_Task item_.
Beginning with the line below that contains "Identify the pink" and ending with the line that contains "Identify the security", copy every line exactly. Copy nothing else.

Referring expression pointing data
* * * * * * * * *

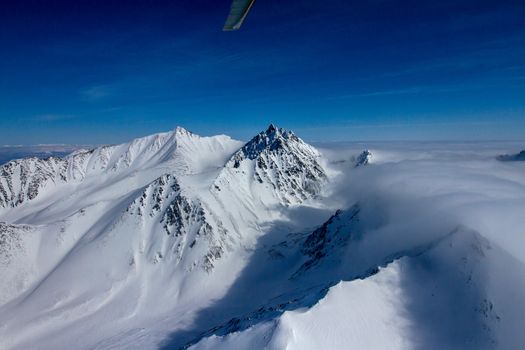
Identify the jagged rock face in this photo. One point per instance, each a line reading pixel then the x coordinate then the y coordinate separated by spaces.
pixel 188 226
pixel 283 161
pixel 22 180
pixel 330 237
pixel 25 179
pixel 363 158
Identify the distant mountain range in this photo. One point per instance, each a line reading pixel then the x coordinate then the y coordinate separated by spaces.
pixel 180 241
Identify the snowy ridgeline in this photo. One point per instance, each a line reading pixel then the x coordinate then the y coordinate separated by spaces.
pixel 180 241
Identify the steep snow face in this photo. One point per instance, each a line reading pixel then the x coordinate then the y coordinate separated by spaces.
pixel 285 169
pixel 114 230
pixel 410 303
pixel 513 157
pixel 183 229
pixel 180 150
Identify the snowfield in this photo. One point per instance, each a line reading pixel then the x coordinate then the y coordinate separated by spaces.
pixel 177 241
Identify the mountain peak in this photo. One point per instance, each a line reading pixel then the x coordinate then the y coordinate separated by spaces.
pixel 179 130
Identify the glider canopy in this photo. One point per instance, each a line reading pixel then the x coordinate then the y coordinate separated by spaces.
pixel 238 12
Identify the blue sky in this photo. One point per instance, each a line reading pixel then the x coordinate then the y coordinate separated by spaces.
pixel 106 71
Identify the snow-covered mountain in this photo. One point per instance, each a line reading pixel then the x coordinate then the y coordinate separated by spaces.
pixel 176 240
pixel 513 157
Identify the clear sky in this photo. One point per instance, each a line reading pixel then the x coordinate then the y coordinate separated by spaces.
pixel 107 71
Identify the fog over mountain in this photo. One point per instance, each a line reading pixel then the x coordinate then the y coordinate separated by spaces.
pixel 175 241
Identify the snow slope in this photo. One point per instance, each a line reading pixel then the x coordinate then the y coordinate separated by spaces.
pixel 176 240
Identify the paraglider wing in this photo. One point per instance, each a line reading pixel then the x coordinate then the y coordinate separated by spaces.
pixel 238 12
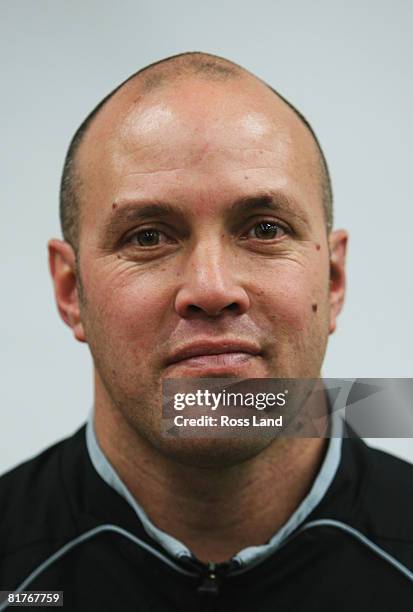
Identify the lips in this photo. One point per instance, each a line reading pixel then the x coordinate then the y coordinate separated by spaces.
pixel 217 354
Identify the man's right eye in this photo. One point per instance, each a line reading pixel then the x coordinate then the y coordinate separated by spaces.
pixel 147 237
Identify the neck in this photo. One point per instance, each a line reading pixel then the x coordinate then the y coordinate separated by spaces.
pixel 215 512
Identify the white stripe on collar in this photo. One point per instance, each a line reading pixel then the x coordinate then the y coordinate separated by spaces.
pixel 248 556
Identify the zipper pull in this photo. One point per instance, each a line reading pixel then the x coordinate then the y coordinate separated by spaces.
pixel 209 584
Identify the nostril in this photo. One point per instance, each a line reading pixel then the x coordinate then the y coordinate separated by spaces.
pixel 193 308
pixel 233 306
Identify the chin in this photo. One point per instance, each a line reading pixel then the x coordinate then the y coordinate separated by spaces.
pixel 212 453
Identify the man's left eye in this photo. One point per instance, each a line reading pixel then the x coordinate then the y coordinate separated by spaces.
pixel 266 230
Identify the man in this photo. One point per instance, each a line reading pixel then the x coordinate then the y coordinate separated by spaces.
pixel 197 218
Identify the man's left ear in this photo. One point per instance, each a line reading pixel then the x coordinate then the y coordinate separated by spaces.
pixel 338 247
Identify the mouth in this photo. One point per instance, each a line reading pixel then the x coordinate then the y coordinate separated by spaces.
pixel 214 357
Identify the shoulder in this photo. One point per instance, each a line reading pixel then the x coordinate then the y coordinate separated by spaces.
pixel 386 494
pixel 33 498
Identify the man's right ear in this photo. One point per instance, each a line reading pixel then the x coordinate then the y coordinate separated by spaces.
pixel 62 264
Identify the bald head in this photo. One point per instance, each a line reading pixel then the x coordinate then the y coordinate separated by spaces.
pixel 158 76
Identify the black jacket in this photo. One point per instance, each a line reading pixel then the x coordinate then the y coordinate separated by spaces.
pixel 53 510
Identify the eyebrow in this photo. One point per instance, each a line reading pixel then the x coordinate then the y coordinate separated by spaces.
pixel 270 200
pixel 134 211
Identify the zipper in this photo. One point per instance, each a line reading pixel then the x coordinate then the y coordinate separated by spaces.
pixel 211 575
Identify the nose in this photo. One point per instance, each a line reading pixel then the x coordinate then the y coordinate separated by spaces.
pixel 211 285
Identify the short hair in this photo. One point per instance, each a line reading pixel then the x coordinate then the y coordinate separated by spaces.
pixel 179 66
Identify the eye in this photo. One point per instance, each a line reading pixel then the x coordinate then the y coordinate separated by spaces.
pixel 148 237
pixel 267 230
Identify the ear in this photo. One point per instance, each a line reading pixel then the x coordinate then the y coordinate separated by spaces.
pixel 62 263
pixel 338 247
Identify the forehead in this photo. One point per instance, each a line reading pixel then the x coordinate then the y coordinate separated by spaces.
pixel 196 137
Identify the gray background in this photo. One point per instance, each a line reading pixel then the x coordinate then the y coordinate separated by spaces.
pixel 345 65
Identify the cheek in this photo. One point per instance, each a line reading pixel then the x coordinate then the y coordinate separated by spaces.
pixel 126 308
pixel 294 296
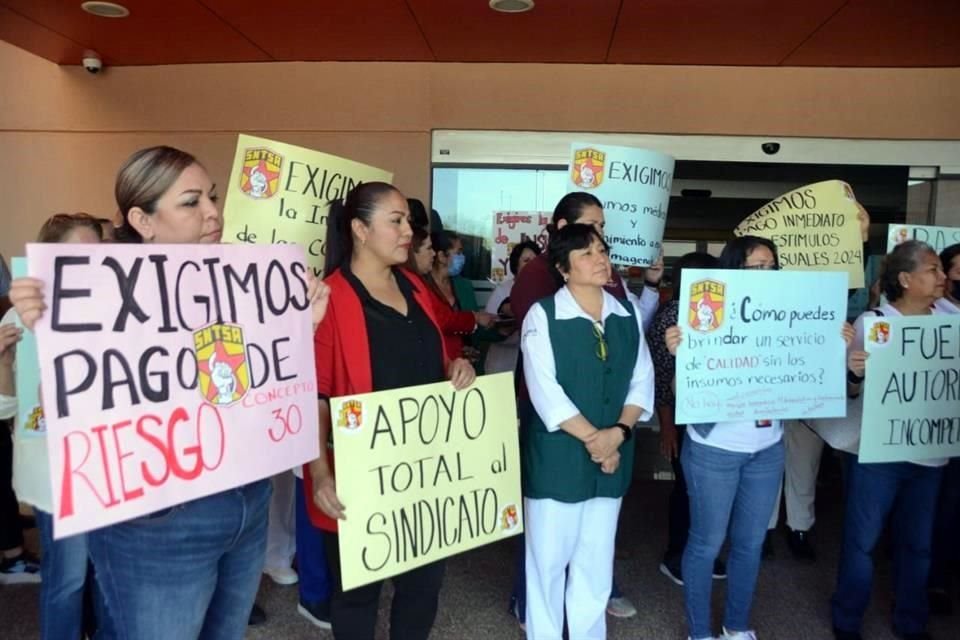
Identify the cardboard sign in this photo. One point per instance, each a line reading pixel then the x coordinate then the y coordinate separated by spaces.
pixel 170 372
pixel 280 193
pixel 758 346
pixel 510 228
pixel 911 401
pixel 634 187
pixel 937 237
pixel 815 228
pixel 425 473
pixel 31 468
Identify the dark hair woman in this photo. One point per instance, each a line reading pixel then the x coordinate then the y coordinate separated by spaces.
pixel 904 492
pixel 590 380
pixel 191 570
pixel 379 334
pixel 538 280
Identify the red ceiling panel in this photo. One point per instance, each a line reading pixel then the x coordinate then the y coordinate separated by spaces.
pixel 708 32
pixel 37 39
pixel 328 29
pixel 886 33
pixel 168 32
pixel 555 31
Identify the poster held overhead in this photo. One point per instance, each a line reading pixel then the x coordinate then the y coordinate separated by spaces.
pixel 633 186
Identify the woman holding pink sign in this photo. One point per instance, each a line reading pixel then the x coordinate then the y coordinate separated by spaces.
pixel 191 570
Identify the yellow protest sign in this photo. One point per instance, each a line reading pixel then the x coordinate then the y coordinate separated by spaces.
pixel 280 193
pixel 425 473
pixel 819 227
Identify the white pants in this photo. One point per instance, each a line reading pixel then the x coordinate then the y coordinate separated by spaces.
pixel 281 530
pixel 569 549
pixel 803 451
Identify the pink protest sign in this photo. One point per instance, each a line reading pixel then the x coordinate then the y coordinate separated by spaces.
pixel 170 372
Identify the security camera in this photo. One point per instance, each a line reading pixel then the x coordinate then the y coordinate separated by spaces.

* * * * * * * * *

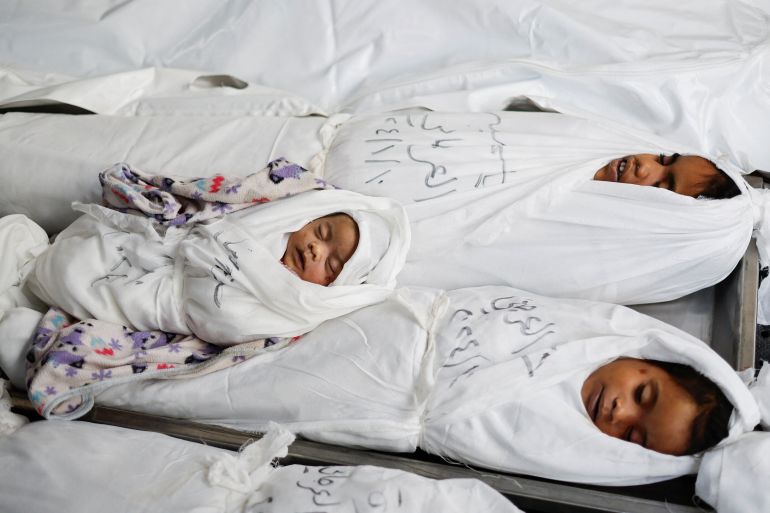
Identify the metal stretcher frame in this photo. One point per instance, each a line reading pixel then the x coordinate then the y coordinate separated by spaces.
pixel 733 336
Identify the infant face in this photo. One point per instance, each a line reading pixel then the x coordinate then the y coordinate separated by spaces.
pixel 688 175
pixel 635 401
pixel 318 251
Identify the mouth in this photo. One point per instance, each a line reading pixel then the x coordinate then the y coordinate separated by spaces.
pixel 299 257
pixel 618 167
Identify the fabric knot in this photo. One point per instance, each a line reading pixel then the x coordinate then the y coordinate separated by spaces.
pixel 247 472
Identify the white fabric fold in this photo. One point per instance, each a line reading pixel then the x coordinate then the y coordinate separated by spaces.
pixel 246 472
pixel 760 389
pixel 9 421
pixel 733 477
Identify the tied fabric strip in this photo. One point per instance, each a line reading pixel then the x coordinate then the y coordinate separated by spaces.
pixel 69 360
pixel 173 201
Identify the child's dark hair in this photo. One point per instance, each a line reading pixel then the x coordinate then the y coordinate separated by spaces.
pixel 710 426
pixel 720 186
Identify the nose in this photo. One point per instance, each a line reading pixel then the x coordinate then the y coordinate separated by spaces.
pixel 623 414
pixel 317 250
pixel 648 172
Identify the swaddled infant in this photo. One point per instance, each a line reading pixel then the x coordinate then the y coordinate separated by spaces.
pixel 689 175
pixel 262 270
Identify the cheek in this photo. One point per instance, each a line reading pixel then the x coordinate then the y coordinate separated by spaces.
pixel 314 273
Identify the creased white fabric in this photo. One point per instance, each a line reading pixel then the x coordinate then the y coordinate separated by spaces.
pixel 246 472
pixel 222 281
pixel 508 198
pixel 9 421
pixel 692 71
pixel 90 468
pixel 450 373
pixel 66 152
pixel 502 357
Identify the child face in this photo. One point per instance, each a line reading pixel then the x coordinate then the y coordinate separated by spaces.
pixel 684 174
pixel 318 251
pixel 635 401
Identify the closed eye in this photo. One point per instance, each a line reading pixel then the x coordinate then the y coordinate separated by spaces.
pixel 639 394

* * * * * * * * *

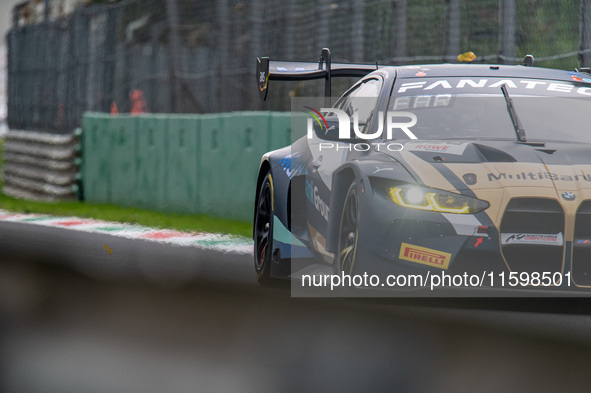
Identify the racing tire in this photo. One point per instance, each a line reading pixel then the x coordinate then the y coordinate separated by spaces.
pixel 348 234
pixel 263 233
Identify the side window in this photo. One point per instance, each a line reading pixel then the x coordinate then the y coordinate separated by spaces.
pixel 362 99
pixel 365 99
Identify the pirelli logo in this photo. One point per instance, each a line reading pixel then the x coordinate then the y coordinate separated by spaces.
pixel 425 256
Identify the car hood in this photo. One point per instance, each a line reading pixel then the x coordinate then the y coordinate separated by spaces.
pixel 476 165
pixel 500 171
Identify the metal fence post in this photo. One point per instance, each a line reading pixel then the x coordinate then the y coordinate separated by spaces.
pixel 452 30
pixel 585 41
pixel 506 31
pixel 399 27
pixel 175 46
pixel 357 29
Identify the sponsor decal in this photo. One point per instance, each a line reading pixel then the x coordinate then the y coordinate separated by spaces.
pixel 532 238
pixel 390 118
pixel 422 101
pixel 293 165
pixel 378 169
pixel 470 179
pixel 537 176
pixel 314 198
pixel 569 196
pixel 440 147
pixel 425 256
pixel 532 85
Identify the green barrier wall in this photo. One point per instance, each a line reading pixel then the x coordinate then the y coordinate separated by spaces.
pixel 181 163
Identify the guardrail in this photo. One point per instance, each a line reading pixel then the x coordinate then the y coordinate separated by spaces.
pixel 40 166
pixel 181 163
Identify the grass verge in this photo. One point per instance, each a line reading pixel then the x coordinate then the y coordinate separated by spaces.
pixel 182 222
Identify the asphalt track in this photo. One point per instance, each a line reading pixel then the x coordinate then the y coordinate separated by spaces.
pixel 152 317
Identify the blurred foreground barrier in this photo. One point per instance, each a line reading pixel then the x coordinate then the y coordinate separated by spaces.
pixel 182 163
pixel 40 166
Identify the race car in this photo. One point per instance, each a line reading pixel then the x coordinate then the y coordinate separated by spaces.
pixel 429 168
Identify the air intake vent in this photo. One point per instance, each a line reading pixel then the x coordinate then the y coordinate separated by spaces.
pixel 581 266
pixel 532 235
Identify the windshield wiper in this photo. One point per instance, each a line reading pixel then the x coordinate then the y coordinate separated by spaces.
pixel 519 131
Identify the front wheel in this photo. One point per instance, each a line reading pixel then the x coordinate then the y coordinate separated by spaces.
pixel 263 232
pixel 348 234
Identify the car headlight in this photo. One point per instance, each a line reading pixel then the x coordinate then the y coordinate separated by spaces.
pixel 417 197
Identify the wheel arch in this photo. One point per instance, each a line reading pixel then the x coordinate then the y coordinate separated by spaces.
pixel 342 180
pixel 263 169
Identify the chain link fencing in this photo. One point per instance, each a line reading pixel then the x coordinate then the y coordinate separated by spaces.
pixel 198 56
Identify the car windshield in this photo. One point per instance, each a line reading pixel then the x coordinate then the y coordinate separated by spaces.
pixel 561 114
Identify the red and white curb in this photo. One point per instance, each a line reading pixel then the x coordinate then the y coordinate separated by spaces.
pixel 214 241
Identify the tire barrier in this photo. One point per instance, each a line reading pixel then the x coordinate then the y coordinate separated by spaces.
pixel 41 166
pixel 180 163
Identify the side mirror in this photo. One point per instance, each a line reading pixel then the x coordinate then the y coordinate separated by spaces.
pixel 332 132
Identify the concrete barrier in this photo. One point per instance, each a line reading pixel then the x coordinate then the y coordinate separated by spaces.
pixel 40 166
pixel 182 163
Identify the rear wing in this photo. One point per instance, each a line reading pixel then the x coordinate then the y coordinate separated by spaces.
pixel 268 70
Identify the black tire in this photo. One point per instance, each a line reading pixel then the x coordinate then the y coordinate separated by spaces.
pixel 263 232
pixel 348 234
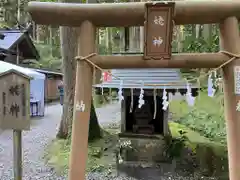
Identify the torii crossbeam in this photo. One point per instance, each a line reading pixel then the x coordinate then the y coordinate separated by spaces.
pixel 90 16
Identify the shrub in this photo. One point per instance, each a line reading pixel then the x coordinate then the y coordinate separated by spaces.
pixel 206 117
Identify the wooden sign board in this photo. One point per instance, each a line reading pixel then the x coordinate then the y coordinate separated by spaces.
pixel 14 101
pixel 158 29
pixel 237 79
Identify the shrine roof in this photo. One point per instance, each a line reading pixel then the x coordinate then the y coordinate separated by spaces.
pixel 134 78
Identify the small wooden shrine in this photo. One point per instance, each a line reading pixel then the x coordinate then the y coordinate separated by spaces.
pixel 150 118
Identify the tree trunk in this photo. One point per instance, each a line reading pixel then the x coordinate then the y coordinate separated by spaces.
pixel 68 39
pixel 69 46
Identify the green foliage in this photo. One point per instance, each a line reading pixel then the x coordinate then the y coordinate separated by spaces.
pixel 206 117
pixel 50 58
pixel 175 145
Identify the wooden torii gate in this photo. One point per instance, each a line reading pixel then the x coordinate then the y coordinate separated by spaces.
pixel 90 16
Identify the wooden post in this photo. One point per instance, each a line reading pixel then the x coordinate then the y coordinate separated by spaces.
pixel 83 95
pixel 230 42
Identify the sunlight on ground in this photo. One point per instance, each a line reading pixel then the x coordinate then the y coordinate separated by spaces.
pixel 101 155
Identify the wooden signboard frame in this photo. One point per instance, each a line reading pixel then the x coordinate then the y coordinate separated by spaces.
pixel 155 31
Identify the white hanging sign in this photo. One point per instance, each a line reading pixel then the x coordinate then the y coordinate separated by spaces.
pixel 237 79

* * * * * * * * *

_Answer space_.
Identify the pink protest sign in this photo. One point per instance, each a line reading pixel then the x coordinate then the y coordinate separated by spaces.
pixel 170 372
Identify the security camera in this photo. One point per instance, each a line reading pixel then the x coordinate then the y coordinate separated by spaces.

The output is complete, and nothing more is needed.